§ **TASK DIRECTIONS**
Without any of the pictures, set down the data below exactly.

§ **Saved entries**
+--
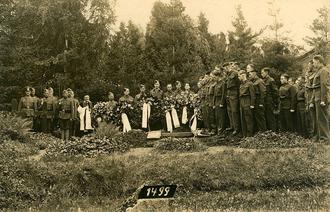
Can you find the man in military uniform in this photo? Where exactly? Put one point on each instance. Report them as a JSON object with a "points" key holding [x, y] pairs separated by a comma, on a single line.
{"points": [[27, 105], [247, 101], [271, 99], [156, 92], [220, 100], [204, 102], [66, 114], [310, 109], [75, 120], [210, 100], [47, 109], [54, 99], [141, 97], [287, 95], [321, 83], [260, 92], [301, 107], [126, 98], [36, 117], [232, 87]]}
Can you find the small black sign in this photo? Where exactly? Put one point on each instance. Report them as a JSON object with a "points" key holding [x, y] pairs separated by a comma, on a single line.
{"points": [[159, 191]]}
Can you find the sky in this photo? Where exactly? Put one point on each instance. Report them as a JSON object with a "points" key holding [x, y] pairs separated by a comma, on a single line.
{"points": [[296, 15]]}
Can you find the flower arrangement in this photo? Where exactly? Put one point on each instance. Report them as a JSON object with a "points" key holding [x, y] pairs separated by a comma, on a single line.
{"points": [[105, 111]]}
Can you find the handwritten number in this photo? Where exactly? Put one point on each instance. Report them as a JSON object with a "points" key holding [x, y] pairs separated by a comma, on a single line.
{"points": [[167, 190]]}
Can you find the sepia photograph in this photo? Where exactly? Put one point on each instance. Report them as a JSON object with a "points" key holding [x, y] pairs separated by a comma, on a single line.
+--
§ **RESULT**
Can you find the man in military uniform in this photo? Where exactly? Put one point on each instance. Report them as a JSON object with a "points" key holding [x, y] pairs separated by a comma, on a single line.
{"points": [[27, 105], [247, 101], [271, 99], [156, 92], [220, 100], [204, 102], [66, 114], [310, 109], [75, 120], [210, 100], [47, 109], [54, 99], [141, 97], [287, 95], [321, 83], [260, 92], [301, 107], [126, 98], [36, 117], [232, 87]]}
Can you find the small black sign in this photo? Where exactly? Put one point on each instance. Report them as a JSON object with a "points" key holding [x, y] pairs separated by a comma, on a single line.
{"points": [[159, 191]]}
Can you find the sky in this photo? Where exactly? Put one point on each instance. Report them as a JSON object with a "points" key holding [x, y] pairs separated by a comma, on a single line.
{"points": [[296, 15]]}
Can you find the flower arrangement in this photo? Where exactly? Put one point on each instance. Report them as a JSON object with a "points" key holding [x, y] pairs separated by a comma, on a single line.
{"points": [[105, 111]]}
Can you find the handwritten number in this photo? Where exactly? Put one point on each instance. Report them as a JSON object with a "points" key holding [x, y] pairs separated by a comma, on a single line.
{"points": [[167, 190]]}
Can you find the sepia photograph in this photo? Where exactly? Put one point on each instance. Report them as a JSON object with a "points" key holding [x, y] pairs separated by a comma, on a single line.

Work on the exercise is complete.